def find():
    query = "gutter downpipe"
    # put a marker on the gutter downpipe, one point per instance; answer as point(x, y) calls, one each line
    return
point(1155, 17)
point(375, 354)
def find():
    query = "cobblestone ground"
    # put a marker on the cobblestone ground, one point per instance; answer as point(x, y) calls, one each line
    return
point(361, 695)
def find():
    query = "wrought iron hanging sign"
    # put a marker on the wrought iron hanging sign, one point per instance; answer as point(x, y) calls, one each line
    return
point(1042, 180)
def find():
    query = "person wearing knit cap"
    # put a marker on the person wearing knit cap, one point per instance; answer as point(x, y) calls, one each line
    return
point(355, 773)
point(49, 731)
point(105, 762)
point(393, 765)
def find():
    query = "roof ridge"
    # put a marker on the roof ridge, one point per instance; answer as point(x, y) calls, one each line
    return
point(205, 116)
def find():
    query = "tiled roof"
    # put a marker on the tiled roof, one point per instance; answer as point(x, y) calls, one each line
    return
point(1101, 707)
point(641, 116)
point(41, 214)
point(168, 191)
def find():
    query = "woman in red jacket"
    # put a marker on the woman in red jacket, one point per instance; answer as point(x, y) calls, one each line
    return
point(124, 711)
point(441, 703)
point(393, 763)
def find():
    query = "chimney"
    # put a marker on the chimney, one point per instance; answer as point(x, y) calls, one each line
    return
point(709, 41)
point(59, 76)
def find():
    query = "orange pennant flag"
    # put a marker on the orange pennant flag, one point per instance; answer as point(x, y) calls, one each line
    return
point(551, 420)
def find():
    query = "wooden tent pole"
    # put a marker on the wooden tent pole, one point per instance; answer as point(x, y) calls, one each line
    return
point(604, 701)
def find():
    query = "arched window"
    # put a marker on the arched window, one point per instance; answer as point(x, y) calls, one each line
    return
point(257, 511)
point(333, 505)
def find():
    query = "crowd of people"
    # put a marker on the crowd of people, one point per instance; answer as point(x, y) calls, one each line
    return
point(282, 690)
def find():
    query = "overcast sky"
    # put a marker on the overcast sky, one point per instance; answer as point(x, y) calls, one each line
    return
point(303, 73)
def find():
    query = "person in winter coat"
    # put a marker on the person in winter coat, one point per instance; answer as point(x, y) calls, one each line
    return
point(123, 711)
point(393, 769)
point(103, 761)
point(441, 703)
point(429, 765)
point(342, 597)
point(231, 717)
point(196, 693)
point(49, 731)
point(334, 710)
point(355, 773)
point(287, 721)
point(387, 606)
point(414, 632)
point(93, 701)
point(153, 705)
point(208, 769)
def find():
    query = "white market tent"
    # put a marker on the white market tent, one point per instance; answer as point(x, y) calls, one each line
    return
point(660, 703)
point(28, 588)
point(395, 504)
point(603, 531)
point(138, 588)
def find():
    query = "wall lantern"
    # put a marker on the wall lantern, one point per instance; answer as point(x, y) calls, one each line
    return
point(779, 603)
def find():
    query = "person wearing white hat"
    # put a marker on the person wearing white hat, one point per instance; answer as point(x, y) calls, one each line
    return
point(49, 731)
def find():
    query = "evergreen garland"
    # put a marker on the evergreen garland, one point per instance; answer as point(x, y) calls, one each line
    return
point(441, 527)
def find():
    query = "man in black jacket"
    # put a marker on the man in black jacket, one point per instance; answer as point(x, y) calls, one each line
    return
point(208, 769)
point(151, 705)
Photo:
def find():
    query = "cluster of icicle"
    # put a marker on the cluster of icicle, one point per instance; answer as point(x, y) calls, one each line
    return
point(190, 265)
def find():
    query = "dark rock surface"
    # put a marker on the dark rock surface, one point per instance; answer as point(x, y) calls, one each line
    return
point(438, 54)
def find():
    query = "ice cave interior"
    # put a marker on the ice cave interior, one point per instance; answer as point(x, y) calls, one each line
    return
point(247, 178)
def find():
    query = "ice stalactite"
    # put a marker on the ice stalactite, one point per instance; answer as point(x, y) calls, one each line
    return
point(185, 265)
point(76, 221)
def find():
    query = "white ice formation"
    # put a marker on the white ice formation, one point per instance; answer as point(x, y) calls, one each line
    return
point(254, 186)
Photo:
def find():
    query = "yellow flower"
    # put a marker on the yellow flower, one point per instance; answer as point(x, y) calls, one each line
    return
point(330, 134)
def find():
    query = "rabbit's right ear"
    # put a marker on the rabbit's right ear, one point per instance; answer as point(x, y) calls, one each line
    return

+ + +

Output the entries exactly.

def find():
    query = "gutter downpipe"
    # put a marker on the gutter downpipe, one point per instance; answer as point(x, y) calls, one each line
    return
point(1155, 17)
point(375, 354)
def find():
    query = "cobblestone ground"
    # put a marker on the cobblestone ground, one point per instance; answer as point(x, y) calls, one each line
    return
point(361, 695)
def find():
    query = "wrought iron hanging sign"
    # put a marker on the wrought iron hanging sign, one point per instance; answer as point(x, y) calls, one each line
    return
point(1042, 180)
def find():
    query = "person wearing knit cap"
    # put a marker on the person wearing knit cap, one point per instance; answer as point(x, y) calls, one each line
    return
point(355, 773)
point(49, 731)
point(105, 762)
point(393, 765)
def find():
    query = "roof ridge"
    # put a marker on the roof ridge, one point per instance; answer as point(x, y) calls, one each line
    return
point(205, 116)
def find():
    query = "tiled roof"
    # put a marker on the tiled roof, one point per instance; answer as point(x, y) calls, one each line
    return
point(1101, 707)
point(641, 116)
point(41, 214)
point(168, 191)
def find():
    query = "woman in red jacket"
    # put a marker on the woman in red jacket, one point per instance; answer as point(x, y) calls, one each line
    return
point(124, 711)
point(441, 703)
point(393, 763)
def find():
    query = "chimney"
    # put a marker on the chimney, one point per instance; answer as point(x, y) calls, one each line
    return
point(709, 41)
point(59, 76)
def find():
    query = "orange pennant flag"
    # put a marker on the orange pennant flag, one point per instance; answer as point(x, y) calls, one each line
    return
point(551, 420)
def find():
    query = "wooden tent pole"
    # put a marker on the wooden tent pole, one point per instance; answer as point(x, y) calls, one each line
    return
point(604, 701)
def find():
    query = "arched window"
    # put a marker on the arched window, one point per instance; answer as point(x, y) calls, one each line
    return
point(257, 511)
point(333, 505)
def find():
    query = "crowd of people"
    # put a marker on the crowd of people, one point per instance; answer as point(x, y) calls, one each line
    return
point(282, 690)
def find():
    query = "overcast sky"
    # put a marker on the overcast sky, one point per instance; answer as point(x, y) calls, one each line
    return
point(303, 73)
def find():
    query = "person in winter coat"
    # put a marker on the person in winter coat, one point per instance; answer as point(x, y) calls, one each line
    return
point(123, 711)
point(393, 769)
point(103, 761)
point(441, 703)
point(429, 765)
point(342, 597)
point(231, 717)
point(196, 693)
point(49, 731)
point(334, 710)
point(355, 773)
point(287, 721)
point(387, 606)
point(414, 632)
point(93, 701)
point(153, 705)
point(208, 769)
def find():
    query = "white market tent"
    # put a marker on the white market tent, one point per instance; answer as point(x, y) calls, one each line
    return
point(660, 703)
point(28, 588)
point(395, 504)
point(603, 531)
point(138, 588)
def find():
    query = "wall lantern"
    # put a marker on the wall lantern, one point per instance; answer as point(x, y) calls, one each line
    return
point(779, 603)
def find():
    query = "person wearing white hat"
    # put a marker on the person wearing white hat, one point per instance; answer as point(x, y) calls, one each line
    return
point(49, 731)
def find():
    query = "evergreen garland"
    # put a marker on the evergreen garland, one point per instance; answer as point(x, y) calls, one each line
    return
point(441, 527)
def find():
    query = "man in black jacket"
    # put a marker on the man in black jacket, one point per instance; answer as point(x, y) calls, one each line
    return
point(208, 769)
point(151, 705)
Photo:
def find():
    query = "cluster of icicle"
    # put a marker on the cluster of icicle, one point per instance; answer as point(x, y) calls, one each line
    return
point(190, 265)
def find():
    query = "dark rock surface"
    # put a marker on the dark rock surface, one point per instance; answer as point(x, y) calls, one each line
    return
point(438, 54)
def find():
    query = "ice cave interior"
    # put a marker on the ice cave interior, one point per instance; answer as point(x, y) calls, one each line
    return
point(247, 178)
def find():
    query = "ice stalactite"
    # put a marker on the ice stalactite, one point per instance; answer as point(x, y) calls, one each line
    return
point(185, 265)
point(76, 221)
def find():
    query = "white ice formation"
    # put a marker on the white ice formation, one point per instance; answer as point(x, y) calls, one each line
    return
point(254, 186)
Photo:
def find():
    query = "yellow flower"
    # put a marker on the yellow flower, one point per instance; answer as point(x, y) calls, one each line
    return
point(330, 134)
def find():
    query = "rabbit's right ear"
    # put a marker on the rabbit's right ear, one point per instance; answer as point(x, y) calls, one each line
    return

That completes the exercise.